# Your objective:
All lines from the one containing "box: [185, 258, 199, 269]" through the final line of the entries are to be written out verbatim; no other line is to be included.

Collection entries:

+--

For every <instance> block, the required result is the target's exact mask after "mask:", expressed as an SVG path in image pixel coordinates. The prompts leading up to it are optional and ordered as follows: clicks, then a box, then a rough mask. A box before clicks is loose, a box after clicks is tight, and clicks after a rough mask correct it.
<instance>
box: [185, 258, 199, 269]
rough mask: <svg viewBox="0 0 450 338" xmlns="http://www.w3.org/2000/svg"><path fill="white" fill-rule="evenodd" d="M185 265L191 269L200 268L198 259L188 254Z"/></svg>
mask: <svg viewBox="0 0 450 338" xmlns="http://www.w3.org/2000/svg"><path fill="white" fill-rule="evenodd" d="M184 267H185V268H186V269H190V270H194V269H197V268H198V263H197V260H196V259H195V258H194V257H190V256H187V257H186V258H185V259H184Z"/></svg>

+--

# Solution to the problem:
box: [185, 258, 199, 269]
rough mask: <svg viewBox="0 0 450 338" xmlns="http://www.w3.org/2000/svg"><path fill="white" fill-rule="evenodd" d="M185 265L191 269L200 268L198 259L188 254Z"/></svg>
mask: <svg viewBox="0 0 450 338" xmlns="http://www.w3.org/2000/svg"><path fill="white" fill-rule="evenodd" d="M184 267H185V268H186V269H190V270H194V269H197V268H198V263H197V260H196V259H195V258H194V257H190V256H187V257H186V258H185V259H184Z"/></svg>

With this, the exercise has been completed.